▶ **Job**:
Output the items in the stretch from the line containing "Can you find the woman" through the line containing "pixel 220 153" as a two-column CSV with the headers text and answer. Give one row per item, with each value in a single quoted field and line breaks turned into spaces.

Entries from a dataset:

* * *

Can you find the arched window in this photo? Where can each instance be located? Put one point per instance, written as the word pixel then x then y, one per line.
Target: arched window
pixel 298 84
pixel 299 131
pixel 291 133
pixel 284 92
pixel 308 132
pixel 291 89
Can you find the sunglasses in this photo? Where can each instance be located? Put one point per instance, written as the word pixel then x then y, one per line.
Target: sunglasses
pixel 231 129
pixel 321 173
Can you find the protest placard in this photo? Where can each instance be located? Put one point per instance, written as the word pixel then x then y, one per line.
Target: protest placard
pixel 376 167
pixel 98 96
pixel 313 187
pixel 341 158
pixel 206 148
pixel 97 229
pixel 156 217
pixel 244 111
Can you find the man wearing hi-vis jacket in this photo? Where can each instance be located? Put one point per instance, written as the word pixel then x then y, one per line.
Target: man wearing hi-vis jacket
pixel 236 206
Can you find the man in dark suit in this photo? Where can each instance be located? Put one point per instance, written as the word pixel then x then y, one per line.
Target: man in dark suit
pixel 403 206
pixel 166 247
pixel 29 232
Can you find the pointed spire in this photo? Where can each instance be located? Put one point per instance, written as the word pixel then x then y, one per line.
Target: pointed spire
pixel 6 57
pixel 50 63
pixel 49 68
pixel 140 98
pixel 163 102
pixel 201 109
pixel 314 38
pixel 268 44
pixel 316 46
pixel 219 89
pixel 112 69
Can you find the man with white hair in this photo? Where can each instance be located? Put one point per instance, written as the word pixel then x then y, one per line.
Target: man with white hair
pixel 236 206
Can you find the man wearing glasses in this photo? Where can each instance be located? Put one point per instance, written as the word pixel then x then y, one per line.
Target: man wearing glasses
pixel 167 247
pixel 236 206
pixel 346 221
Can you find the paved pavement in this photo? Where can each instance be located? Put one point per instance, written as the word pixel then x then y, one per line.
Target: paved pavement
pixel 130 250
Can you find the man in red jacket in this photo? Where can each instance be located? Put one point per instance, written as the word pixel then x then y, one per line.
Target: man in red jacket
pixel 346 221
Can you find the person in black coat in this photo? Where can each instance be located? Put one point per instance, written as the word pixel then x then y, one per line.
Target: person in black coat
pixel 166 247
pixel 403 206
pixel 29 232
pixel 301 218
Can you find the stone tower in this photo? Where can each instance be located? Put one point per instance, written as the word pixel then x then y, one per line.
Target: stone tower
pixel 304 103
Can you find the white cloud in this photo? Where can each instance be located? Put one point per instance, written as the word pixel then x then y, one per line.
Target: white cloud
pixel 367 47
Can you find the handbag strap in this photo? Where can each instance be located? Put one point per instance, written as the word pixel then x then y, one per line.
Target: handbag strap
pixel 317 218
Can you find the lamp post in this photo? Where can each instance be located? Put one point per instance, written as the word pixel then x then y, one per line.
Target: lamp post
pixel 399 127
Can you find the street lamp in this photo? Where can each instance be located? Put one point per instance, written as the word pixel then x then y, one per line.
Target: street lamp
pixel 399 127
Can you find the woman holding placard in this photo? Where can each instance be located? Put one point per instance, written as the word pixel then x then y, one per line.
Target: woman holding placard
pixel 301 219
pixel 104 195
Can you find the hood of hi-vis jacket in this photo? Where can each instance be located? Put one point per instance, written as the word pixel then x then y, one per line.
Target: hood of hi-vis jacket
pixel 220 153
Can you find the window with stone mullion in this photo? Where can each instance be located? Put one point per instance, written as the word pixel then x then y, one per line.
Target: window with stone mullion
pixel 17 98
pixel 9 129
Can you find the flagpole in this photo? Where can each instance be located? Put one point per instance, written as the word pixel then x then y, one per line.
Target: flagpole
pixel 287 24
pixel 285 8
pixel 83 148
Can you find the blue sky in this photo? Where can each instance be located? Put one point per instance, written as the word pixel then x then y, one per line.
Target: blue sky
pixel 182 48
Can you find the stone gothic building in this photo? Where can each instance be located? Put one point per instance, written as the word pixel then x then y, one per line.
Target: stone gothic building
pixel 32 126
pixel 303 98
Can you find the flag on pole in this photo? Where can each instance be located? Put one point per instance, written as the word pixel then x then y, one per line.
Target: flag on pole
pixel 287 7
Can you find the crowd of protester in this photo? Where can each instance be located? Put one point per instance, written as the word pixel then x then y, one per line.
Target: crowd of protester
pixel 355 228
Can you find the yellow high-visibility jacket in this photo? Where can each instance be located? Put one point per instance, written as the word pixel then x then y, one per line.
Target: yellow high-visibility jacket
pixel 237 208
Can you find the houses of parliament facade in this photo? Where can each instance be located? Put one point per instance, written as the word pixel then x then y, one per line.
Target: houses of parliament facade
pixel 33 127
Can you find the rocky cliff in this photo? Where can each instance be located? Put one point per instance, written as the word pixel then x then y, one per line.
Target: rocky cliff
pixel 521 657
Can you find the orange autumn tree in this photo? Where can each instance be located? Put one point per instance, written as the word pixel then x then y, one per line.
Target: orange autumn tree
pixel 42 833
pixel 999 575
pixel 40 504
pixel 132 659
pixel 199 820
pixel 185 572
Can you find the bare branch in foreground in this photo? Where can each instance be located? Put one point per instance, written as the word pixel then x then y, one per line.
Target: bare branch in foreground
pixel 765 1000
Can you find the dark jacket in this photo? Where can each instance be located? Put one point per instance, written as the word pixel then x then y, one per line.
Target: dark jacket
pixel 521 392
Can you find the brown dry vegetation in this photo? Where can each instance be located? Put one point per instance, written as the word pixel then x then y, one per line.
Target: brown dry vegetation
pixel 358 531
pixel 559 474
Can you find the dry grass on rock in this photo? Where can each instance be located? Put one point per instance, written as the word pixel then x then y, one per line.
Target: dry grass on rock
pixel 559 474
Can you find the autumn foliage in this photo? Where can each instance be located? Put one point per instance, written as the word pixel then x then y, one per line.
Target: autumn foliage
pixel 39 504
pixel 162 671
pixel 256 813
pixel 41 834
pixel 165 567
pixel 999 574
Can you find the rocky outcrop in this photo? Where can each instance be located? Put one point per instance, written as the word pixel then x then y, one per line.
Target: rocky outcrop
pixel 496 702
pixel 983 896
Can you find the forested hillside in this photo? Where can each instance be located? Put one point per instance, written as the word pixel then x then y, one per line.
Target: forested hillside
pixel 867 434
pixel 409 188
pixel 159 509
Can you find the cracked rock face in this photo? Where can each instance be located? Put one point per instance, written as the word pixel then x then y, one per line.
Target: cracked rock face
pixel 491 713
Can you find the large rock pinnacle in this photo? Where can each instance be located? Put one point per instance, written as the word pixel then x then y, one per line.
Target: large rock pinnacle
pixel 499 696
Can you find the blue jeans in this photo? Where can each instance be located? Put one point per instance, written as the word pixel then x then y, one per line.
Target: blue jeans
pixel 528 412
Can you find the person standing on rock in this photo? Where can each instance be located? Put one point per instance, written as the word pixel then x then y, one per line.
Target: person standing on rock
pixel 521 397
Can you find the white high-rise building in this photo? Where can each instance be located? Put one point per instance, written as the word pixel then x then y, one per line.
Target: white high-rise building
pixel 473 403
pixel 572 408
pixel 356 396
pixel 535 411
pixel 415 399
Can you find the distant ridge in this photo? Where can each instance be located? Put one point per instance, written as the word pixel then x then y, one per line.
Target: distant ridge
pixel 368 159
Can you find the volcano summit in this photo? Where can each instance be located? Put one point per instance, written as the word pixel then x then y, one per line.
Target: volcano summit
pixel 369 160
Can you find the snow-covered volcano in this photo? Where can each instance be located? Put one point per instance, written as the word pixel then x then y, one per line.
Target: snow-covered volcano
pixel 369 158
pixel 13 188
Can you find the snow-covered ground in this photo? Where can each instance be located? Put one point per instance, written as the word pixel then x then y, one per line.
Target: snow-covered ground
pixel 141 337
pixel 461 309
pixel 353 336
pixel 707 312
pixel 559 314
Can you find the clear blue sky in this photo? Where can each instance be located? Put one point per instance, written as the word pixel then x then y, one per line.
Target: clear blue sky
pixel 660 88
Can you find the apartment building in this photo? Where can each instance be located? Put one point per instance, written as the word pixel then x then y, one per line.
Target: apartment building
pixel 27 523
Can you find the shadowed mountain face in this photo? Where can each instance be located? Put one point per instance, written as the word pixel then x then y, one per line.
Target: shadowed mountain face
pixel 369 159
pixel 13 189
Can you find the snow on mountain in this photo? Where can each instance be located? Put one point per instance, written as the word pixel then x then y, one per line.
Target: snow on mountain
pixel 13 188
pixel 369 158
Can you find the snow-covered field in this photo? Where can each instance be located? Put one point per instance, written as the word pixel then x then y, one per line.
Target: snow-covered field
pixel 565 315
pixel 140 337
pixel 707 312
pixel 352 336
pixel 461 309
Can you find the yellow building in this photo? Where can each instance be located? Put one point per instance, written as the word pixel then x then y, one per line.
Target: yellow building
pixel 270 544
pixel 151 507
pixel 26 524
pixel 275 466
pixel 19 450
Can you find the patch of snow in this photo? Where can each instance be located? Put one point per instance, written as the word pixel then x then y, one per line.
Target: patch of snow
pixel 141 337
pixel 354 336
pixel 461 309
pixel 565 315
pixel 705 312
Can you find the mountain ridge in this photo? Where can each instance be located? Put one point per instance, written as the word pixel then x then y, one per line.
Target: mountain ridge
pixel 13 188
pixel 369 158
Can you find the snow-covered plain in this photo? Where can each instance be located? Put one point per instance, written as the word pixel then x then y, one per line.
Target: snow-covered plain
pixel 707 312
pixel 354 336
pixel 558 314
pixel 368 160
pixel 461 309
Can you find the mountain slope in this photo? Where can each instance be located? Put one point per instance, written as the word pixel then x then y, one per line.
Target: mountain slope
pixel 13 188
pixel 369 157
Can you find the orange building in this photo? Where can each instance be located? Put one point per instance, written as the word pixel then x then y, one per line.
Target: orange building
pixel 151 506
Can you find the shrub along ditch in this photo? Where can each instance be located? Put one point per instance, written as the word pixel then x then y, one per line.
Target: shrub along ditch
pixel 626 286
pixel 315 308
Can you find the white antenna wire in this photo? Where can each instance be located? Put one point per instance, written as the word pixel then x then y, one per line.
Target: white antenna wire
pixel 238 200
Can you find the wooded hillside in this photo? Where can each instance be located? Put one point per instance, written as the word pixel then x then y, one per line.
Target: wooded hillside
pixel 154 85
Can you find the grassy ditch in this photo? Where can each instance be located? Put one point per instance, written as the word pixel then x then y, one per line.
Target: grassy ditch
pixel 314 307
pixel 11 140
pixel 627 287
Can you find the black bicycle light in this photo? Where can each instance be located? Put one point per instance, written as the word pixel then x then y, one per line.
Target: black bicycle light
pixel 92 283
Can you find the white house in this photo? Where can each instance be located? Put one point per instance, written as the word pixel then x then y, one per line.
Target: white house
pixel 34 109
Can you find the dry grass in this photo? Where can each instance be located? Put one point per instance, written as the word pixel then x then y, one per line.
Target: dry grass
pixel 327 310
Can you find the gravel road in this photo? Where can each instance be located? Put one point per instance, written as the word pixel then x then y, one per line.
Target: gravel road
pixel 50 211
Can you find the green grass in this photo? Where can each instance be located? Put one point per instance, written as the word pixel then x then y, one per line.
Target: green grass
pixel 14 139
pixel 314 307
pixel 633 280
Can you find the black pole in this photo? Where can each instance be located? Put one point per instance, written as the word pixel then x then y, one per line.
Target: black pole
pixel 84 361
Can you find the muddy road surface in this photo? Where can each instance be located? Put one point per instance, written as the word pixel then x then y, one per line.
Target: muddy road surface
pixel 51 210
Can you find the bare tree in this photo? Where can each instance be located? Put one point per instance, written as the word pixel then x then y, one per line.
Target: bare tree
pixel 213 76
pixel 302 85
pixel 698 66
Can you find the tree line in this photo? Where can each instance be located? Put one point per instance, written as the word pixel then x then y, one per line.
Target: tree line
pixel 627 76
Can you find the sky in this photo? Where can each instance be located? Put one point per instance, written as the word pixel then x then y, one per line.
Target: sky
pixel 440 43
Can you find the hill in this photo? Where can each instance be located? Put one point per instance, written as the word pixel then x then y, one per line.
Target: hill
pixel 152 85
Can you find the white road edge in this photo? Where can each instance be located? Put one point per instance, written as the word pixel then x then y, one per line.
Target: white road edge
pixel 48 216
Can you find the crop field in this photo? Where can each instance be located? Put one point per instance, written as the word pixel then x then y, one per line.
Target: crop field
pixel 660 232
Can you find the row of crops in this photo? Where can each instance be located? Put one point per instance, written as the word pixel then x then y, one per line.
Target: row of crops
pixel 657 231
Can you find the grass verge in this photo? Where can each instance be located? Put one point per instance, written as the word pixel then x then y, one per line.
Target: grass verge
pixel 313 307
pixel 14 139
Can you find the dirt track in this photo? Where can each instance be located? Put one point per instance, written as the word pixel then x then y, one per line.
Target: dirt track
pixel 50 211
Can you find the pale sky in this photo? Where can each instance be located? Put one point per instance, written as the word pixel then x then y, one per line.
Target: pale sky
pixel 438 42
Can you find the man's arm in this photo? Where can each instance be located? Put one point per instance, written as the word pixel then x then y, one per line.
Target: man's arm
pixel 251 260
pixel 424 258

* * *

▶ **Full response**:
text,answer
"Can you find the woman holding placard in this photo? Where can each instance be located? Put one point per instance, written as the word pixel then x then y, one per line. Target: woman holding placard","pixel 301 219 pixel 104 195"
"Can you find the hood of hi-vis jacket in this photo? Where can each instance be located? Put one point per instance, written as the word pixel then x then y, one per line. Target: hood of hi-vis jacket","pixel 220 153"